[SOURCE DOCUMENT]
----

Sea turtle rescue operation deemed a success amid pandemic

Annual stranding season required tight coordination, safety protocols

A biologist at the New England Aquarium administers fluids to a rescued Kemp’s ridley sea turtle. CREDIT: New England Aquarium

BOSTON, MASS. (January 28, 2021) – Coming off a historic season that saw hundreds of cold-stunned sea turtles wash ashore on Cape Cod, the New England Aquarium is hailing the annual rescue operation a success thanks to the creation of pandemic-related protocols and a coordinated network of rescue partners.

**PHOTOS AND VIDEO OF THE 2020 RESCUE SEASON AVAILABLE HERE**

The 2020 sea turtle stranding season, which began in October, required rethinking how the Aquarium’s sea turtle hospital in Quincy, MA, triages cold-stunned turtles rescued by staff and volunteers with Mass Audubon’s Wellfleet Bay Wildlife Sanctuary. In years past, care focused more on the individual. With strict safety protocols in place, including a smaller staff to account for social distancing guidelines, the strategy for this season shifted toward population management.

“It was immensely rewarding to see that after months of planning, our new protocols were a huge success. Hundreds of endangered and threatened animals survived that otherwise may not have,” said Connie Merigo, marine animal rescue department manager at the New England Aquarium.

The Aquarium’s sea turtle hospital functions similarly to how a human patient would be admitted to a hospital. When they first arrive, the turtles are assigned a federal number to track their medical plan, acting as an identifier for prescriptions and other specialized care. The turtles then receive a physical exam, replacement fluids, heart rate and respiration assessment, wound care as needed, and a trial swim. The trial swim helps biologists and veterinarians determine the turtle’s level of activity and alertness. Turtles also get X-rays to assess for fractured bones and lung condition, and those with lung disease receive antibiotics.

Amid the pandemic, staff biologists used new temperature zones to raise rescued turtles’ body temperature. Turtles were raised 10 degrees (F) every 24 hours until they reached 75 degrees (F). This system helped process more animals, especially important during a record-breaking year for live sea turtle intake. The Aquarium admitted 569 sea turtles and National Marine Life Center triaged 206 for a total of 775.

----

[Dataset entries]
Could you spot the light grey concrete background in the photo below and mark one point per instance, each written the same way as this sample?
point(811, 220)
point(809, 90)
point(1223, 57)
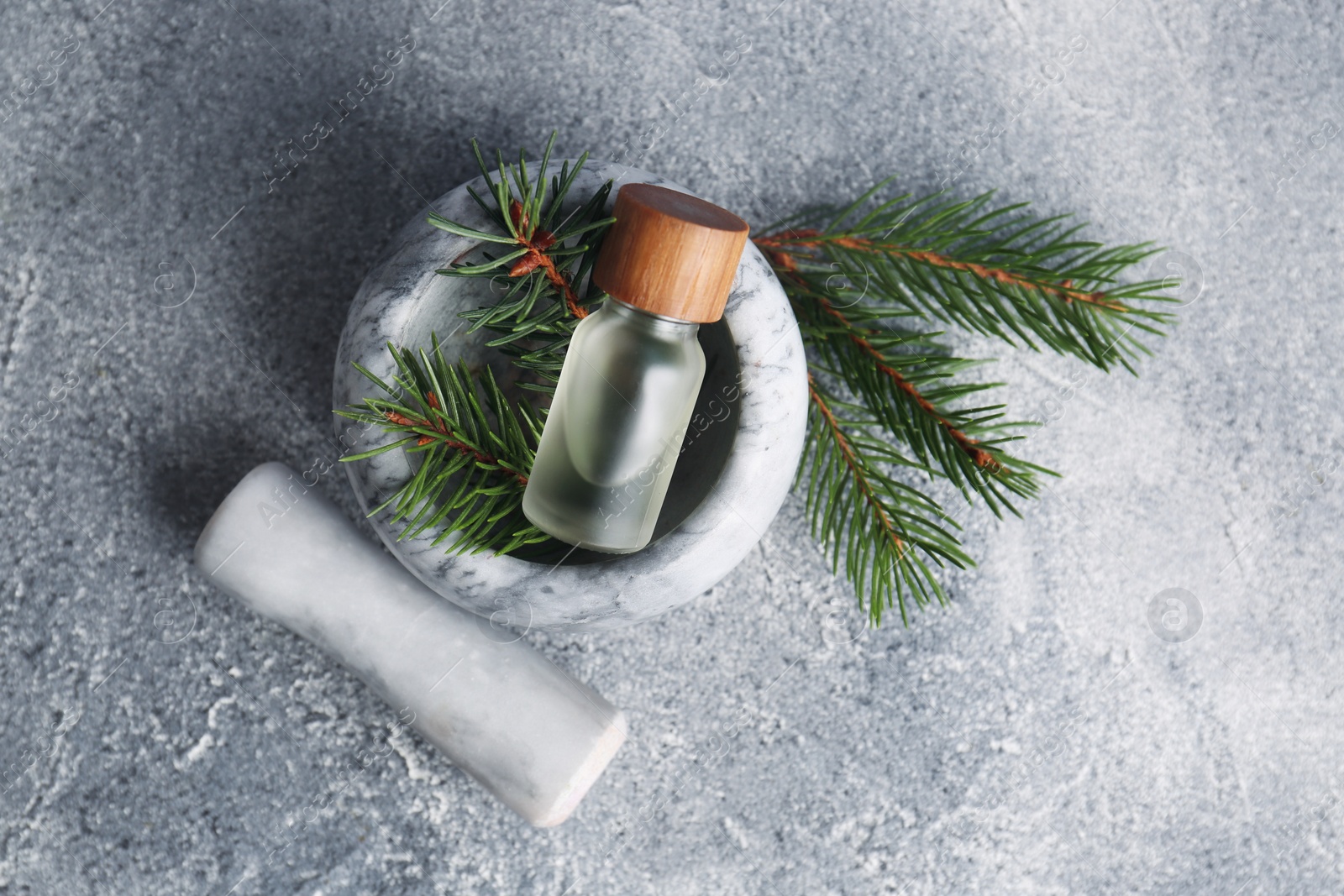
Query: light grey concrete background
point(1037, 738)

----

[PROBLEMS TO SOLVE]
[A] From the sea turtle rescue article above, reproduce word for word the passage that begins at the words "A biologist at" and stops after the words "of rescue partners.".
[B] According to the sea turtle rescue article above, how many sea turtles did the New England Aquarium and National Marine Life Center take in altogether?
[C] Translate this sentence from the sea turtle rescue article above into Spanish: "Turtles were raised 10 degrees (F) every 24 hours until they reached 75 degrees (F)."

[SOLUTIONS]
[A]
A biologist at the New England Aquarium administers fluids to a rescued Kemp’s ridley sea turtle. CREDIT: New England Aquarium

BOSTON, MASS. (January 28, 2021) – Coming off a historic season that saw hundreds of cold-stunned sea turtles wash ashore on Cape Cod, the New England Aquarium is hailing the annual rescue operation a success thanks to the creation of pandemic-related protocols and a coordinated network of rescue partners.

[B] 775 sea turtles.

[C] Se subió la temperatura de las tortugas 10 grados (F) cada 24 horas hasta que alcanzaron los 75 grados (F).